* [LISTED RECORDS]:
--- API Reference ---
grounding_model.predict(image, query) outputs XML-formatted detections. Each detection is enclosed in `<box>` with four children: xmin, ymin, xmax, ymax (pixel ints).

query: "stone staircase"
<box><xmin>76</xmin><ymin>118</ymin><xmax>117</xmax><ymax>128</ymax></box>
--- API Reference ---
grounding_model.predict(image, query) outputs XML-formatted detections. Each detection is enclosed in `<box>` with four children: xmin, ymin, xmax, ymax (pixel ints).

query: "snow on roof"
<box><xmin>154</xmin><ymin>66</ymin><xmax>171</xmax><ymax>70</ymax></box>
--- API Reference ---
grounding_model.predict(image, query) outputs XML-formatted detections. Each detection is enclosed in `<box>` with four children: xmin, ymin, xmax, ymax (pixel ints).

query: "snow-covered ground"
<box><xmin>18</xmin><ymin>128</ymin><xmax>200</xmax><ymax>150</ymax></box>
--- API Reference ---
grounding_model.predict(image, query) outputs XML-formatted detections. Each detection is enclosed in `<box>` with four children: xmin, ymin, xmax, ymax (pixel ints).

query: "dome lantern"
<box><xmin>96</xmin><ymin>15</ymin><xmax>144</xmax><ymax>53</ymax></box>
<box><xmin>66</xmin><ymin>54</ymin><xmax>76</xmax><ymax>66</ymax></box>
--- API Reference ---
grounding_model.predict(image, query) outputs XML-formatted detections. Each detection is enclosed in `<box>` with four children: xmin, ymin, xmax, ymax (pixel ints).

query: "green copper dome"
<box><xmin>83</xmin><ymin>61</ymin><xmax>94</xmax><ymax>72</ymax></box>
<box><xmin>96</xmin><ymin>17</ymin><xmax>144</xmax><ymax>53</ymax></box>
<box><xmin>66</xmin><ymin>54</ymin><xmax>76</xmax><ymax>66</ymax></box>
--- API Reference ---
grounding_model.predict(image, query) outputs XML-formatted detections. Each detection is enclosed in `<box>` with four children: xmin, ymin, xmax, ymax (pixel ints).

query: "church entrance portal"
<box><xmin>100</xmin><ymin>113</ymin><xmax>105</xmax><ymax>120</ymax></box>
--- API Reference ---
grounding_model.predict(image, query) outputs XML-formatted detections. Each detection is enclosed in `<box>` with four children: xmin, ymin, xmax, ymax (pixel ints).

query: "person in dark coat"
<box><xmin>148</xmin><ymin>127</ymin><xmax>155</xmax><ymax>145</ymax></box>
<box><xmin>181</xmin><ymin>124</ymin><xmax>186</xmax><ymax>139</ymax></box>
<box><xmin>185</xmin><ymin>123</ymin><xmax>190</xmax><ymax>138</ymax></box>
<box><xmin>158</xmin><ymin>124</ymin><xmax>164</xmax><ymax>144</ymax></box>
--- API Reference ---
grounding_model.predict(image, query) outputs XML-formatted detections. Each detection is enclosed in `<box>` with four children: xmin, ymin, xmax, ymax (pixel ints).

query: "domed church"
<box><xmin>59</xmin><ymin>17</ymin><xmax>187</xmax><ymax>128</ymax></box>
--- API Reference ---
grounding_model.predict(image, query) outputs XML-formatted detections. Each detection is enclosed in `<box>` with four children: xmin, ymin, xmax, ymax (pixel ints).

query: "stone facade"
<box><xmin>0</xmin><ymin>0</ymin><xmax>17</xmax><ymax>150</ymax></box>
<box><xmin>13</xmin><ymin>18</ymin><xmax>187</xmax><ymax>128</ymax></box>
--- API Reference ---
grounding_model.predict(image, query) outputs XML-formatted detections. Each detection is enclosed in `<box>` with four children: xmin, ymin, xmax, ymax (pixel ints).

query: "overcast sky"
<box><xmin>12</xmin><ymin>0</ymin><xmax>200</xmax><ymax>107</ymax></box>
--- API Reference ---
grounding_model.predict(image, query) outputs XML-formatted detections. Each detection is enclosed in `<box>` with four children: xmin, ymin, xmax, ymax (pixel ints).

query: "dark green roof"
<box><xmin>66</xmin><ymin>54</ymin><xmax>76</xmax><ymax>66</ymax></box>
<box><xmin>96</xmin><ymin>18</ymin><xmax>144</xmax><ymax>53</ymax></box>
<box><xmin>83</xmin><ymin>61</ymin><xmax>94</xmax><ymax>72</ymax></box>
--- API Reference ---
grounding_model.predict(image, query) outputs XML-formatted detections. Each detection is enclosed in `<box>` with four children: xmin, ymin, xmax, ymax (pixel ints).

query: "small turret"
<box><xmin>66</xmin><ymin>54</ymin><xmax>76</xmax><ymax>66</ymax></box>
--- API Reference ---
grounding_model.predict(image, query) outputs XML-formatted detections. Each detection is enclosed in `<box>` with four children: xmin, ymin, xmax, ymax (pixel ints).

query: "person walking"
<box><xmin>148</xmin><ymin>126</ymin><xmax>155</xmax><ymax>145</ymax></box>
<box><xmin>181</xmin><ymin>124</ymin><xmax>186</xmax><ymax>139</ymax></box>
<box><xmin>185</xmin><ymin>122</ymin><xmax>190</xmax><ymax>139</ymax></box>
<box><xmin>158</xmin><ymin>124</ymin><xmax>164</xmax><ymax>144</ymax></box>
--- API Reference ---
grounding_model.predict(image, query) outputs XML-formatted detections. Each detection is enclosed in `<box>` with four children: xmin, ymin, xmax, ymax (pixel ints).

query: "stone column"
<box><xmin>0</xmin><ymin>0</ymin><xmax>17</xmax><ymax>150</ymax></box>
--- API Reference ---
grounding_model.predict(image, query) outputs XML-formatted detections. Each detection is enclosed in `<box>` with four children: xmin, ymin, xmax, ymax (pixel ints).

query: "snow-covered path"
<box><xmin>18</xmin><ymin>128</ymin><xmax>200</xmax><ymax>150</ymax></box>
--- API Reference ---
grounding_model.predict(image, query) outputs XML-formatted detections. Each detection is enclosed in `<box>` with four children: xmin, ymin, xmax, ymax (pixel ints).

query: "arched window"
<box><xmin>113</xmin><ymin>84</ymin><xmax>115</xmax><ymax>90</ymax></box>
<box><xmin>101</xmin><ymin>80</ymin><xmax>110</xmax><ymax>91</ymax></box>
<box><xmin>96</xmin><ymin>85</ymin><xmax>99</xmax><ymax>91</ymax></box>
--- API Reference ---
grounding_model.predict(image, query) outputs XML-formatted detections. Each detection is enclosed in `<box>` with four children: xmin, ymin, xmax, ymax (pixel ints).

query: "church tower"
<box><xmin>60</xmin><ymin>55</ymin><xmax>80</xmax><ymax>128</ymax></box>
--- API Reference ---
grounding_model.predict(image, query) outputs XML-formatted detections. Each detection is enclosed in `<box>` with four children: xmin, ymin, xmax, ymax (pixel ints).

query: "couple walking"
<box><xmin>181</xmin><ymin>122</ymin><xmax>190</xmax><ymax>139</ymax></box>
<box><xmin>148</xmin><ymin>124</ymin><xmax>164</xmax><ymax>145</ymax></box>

* [THE PROBLEM]:
Each of the records should be retyped exactly.

* [EXERCISE SOLUTION]:
--- API Reference ---
grounding_model.predict(image, query) outputs XML-formatted detections. Each detection is enclosed in `<box>` with four children: xmin, ymin, xmax, ymax (pixel ints).

query: "stone staircase"
<box><xmin>76</xmin><ymin>118</ymin><xmax>117</xmax><ymax>128</ymax></box>
--- API Reference ---
grounding_model.predict(image, query) outputs XML-formatted detections. Each detection is enclosed in `<box>` with four children: xmin, ymin, xmax, ymax (pixel ints).

query: "snow on roof"
<box><xmin>154</xmin><ymin>66</ymin><xmax>171</xmax><ymax>70</ymax></box>
--- API Reference ---
grounding_model.predict(image, query) outputs XML-formatted detections. Each detection is enclosed in `<box>` with four children: xmin, ymin, xmax, ymax (pixel ints).

query: "snow-covered ground"
<box><xmin>18</xmin><ymin>128</ymin><xmax>200</xmax><ymax>150</ymax></box>
--- API Reference ---
grounding_model.predict(image, query) outputs XML-formatted detections. Each detection is enclosed in `<box>` with four children: xmin, ymin, xmax, ymax (pixel ints).

query: "dome lantern"
<box><xmin>96</xmin><ymin>15</ymin><xmax>144</xmax><ymax>53</ymax></box>
<box><xmin>66</xmin><ymin>54</ymin><xmax>76</xmax><ymax>66</ymax></box>
--- API Reference ---
grounding_model.predict(image, query) outputs XML-formatted detections. Each detection is enclosed in `<box>` with four children: xmin, ymin, xmax, ymax (pixel ints).

query: "green copper dome"
<box><xmin>83</xmin><ymin>61</ymin><xmax>94</xmax><ymax>72</ymax></box>
<box><xmin>96</xmin><ymin>17</ymin><xmax>144</xmax><ymax>53</ymax></box>
<box><xmin>66</xmin><ymin>54</ymin><xmax>76</xmax><ymax>66</ymax></box>
--- API Reference ---
grounding_model.predict(image, query) outputs XML-formatted detections. Each detection is enclosed in `<box>` with four children: xmin, ymin, xmax, ymax (pixel ints).

query: "church entrance portal"
<box><xmin>100</xmin><ymin>113</ymin><xmax>105</xmax><ymax>120</ymax></box>
--- API Reference ---
grounding_model.predict(image, query) outputs XML-formatted detections. Each detection is enclosed in `<box>` with four children: xmin, ymin, xmax, ymax (pixel ints).

query: "person in dark coat"
<box><xmin>148</xmin><ymin>127</ymin><xmax>155</xmax><ymax>145</ymax></box>
<box><xmin>181</xmin><ymin>124</ymin><xmax>186</xmax><ymax>139</ymax></box>
<box><xmin>185</xmin><ymin>123</ymin><xmax>190</xmax><ymax>138</ymax></box>
<box><xmin>158</xmin><ymin>124</ymin><xmax>164</xmax><ymax>144</ymax></box>
--- API Reference ---
grounding_model.predict(image, query) outputs XML-formatted detections. Each detection is enclosed in `<box>` with four children: xmin, ymin, xmax, ymax (pixel ints).

query: "domed church"
<box><xmin>59</xmin><ymin>17</ymin><xmax>187</xmax><ymax>128</ymax></box>
--- API Reference ---
grounding_model.predict(image, query) outputs XML-formatted detections. Each detection is enclosed in `<box>` with four children: xmin, ymin, xmax, ymax (pixel ints).

query: "stone facade"
<box><xmin>0</xmin><ymin>0</ymin><xmax>17</xmax><ymax>150</ymax></box>
<box><xmin>13</xmin><ymin>18</ymin><xmax>187</xmax><ymax>128</ymax></box>
--- API Reference ---
grounding_model.predict(image, query) outputs XML-formatted detections. Each detection is enclosed in `<box>` with four children: xmin, ymin, xmax, ymax (pixel ints).

query: "overcast sky"
<box><xmin>12</xmin><ymin>0</ymin><xmax>200</xmax><ymax>107</ymax></box>
--- API Reference ---
grounding_model.predict(image, query) outputs XML-formatted detections. Each detection is enclosed in `<box>` with four children: xmin, ymin, xmax, ymax (pixel ints).

query: "dark green roof"
<box><xmin>66</xmin><ymin>54</ymin><xmax>76</xmax><ymax>66</ymax></box>
<box><xmin>96</xmin><ymin>18</ymin><xmax>144</xmax><ymax>53</ymax></box>
<box><xmin>83</xmin><ymin>61</ymin><xmax>94</xmax><ymax>72</ymax></box>
--- API Reference ---
grounding_model.predict(image, query) outputs XML-formatted detections. Each detection is enclosed in `<box>` with four children: xmin, ymin, xmax, ymax (pixel ints).

query: "small turret"
<box><xmin>66</xmin><ymin>54</ymin><xmax>76</xmax><ymax>66</ymax></box>
--- API Reference ---
grounding_model.predict(image, query) outputs XML-formatted detections. Each detection is enclosed in `<box>` with four children: xmin, ymin, xmax, ymax (pixel ints).

query: "person walking"
<box><xmin>148</xmin><ymin>126</ymin><xmax>155</xmax><ymax>145</ymax></box>
<box><xmin>181</xmin><ymin>124</ymin><xmax>186</xmax><ymax>139</ymax></box>
<box><xmin>185</xmin><ymin>122</ymin><xmax>190</xmax><ymax>139</ymax></box>
<box><xmin>158</xmin><ymin>124</ymin><xmax>164</xmax><ymax>144</ymax></box>
--- API Reference ---
grounding_model.predict(image, query) outputs XML-formatted detections. Each detection is enclosed in `<box>` with four children: xmin, ymin, xmax, ymax (pixel ints).

query: "stone column"
<box><xmin>0</xmin><ymin>0</ymin><xmax>17</xmax><ymax>150</ymax></box>
--- API Reference ---
grounding_model.predict(image, query) outputs XML-formatted detections. Each detection is enclosed in `<box>` with four children: xmin, ymin, xmax, ymax (pixel ints).

query: "snow-covered path"
<box><xmin>18</xmin><ymin>128</ymin><xmax>200</xmax><ymax>150</ymax></box>
--- API Reference ---
grounding_model.predict(image, query) outputs XML-formatted detections. Each detection is enclosed in `<box>` with four children: xmin, ymin, xmax, ymax (pixel ints).

query: "arched window"
<box><xmin>113</xmin><ymin>84</ymin><xmax>115</xmax><ymax>90</ymax></box>
<box><xmin>101</xmin><ymin>80</ymin><xmax>110</xmax><ymax>91</ymax></box>
<box><xmin>96</xmin><ymin>85</ymin><xmax>99</xmax><ymax>91</ymax></box>
--- API Reference ---
grounding_model.predict(image, query) outputs XML-formatted detections. Each detection is enclosed in `<box>` with four children: xmin, ymin, xmax, ymax (pixel ints).

query: "church tower"
<box><xmin>60</xmin><ymin>55</ymin><xmax>80</xmax><ymax>128</ymax></box>
--- API Reference ---
grounding_model.predict(image, query) outputs XML-formatted detections. Each detection is enclosed in `<box>` with four children: xmin, ymin, xmax, ymax (pixel ints).

query: "couple walking"
<box><xmin>181</xmin><ymin>122</ymin><xmax>190</xmax><ymax>139</ymax></box>
<box><xmin>148</xmin><ymin>124</ymin><xmax>164</xmax><ymax>145</ymax></box>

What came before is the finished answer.